WORKING DATA:

━━━

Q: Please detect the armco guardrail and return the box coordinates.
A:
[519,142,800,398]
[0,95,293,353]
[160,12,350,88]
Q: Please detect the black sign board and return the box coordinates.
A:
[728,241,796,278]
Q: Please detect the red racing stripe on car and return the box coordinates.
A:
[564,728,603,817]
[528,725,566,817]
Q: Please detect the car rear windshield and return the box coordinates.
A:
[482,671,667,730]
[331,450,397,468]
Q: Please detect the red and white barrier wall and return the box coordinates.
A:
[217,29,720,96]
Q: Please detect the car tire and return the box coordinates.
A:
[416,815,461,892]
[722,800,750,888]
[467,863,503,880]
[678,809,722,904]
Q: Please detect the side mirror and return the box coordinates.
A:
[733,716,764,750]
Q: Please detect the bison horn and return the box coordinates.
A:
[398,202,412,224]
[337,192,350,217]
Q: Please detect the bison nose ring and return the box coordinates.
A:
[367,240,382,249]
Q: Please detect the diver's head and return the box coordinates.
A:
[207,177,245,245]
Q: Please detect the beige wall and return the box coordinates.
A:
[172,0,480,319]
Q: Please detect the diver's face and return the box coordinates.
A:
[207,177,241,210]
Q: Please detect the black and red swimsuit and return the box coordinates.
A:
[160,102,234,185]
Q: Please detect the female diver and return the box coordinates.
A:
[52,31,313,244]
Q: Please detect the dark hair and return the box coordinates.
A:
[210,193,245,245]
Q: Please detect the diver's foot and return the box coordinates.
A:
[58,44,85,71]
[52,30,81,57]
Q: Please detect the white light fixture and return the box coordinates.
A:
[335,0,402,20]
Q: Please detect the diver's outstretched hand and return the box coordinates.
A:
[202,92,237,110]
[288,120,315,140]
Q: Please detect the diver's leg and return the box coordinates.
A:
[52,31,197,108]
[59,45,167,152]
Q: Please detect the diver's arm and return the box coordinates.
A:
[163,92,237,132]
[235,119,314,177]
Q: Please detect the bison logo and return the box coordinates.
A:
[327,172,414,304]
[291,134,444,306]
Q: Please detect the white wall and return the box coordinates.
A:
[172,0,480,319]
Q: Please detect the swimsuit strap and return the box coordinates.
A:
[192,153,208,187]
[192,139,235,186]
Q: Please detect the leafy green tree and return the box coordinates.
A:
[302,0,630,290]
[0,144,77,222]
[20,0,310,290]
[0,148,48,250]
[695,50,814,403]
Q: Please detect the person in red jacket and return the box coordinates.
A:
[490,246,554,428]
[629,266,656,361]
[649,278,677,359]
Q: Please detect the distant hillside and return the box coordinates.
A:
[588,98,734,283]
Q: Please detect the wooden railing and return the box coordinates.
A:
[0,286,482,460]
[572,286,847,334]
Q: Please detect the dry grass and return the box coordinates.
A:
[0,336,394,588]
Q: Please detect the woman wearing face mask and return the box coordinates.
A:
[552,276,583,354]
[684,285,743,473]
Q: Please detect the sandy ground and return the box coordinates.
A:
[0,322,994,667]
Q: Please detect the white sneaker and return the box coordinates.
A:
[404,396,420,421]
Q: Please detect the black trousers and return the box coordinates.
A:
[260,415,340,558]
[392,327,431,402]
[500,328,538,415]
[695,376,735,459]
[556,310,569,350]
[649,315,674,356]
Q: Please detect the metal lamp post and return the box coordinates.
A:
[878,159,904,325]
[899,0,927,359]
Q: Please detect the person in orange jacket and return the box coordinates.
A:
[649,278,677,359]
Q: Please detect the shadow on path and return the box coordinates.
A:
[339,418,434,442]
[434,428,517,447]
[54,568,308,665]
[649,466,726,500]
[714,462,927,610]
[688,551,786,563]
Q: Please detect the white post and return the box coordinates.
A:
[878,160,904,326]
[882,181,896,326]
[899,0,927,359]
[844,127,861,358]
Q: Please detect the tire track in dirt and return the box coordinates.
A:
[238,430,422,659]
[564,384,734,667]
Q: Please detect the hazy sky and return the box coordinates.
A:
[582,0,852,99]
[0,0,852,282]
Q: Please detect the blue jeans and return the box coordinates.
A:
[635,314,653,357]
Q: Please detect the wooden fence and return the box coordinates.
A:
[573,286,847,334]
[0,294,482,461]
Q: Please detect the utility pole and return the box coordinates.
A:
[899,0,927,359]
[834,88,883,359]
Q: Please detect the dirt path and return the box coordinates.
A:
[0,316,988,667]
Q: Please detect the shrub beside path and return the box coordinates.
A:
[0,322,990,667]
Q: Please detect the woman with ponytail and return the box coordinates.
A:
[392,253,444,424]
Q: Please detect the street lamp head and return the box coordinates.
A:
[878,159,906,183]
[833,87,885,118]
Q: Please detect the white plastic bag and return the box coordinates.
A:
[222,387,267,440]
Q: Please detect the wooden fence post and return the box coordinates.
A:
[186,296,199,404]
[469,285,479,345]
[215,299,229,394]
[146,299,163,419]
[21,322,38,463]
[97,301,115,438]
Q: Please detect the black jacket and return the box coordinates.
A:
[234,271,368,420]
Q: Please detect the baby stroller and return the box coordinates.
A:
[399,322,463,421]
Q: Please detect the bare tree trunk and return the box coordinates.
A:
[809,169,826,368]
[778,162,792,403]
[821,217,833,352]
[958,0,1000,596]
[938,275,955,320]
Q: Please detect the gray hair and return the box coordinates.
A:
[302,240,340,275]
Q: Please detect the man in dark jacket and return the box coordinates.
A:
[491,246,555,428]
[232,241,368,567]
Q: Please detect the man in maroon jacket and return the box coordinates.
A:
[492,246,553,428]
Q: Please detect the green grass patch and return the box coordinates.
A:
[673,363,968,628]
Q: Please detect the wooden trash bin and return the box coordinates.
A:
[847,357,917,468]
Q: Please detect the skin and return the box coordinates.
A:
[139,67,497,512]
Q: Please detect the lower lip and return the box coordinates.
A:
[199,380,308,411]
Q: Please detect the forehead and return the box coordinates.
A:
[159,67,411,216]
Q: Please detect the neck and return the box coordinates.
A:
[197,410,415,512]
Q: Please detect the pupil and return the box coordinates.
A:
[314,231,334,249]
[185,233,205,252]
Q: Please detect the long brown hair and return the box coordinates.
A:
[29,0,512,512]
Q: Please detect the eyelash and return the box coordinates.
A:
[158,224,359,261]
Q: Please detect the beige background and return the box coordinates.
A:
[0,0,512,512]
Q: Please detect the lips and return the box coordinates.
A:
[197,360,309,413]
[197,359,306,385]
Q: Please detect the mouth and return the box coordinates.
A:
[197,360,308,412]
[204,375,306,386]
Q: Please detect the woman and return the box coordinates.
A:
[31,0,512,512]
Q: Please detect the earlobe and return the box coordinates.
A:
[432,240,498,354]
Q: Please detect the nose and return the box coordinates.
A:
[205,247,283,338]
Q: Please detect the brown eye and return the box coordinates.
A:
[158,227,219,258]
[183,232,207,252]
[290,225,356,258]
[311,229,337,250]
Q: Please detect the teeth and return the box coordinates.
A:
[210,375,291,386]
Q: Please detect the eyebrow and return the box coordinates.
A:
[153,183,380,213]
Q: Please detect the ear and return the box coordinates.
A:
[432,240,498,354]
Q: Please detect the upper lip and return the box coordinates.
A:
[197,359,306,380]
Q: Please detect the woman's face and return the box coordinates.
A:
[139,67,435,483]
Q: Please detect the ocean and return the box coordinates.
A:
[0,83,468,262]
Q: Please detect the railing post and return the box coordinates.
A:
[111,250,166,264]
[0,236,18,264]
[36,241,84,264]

━━━

WORK INSTRUCTIONS:
Could you quote, word for word, everything in the records from the line containing "Q: Please detect the black jacket" down to the line containing "[847,357,917,468]", including both of those lines and nothing beyond them?

EXPECTED ANSWER:
Q: Please detect the black jacket and return the box coordinates.
A:
[234,271,368,420]
Q: Please detect the baby stroller and return the box coordinates.
A:
[399,322,463,421]
Q: Please detect the bare tree trunk and return the box coordinates.
A:
[809,169,826,368]
[778,162,792,403]
[821,217,833,352]
[958,0,1000,596]
[938,275,955,320]
Q: Please detect the gray hair and return the box coordinates.
A:
[302,240,340,275]
Q: Please detect the man in dark jacket and return the box coordinates.
A:
[491,246,555,428]
[232,241,368,567]
Q: Please detect the man in maroon jacket and return the box coordinates.
A:
[492,246,553,428]
Q: Please detect the green grass patch and return the box coordinates.
A:
[673,363,968,628]
Q: Please detect the wooden trash bin and return the box coordinates.
A:
[847,357,917,468]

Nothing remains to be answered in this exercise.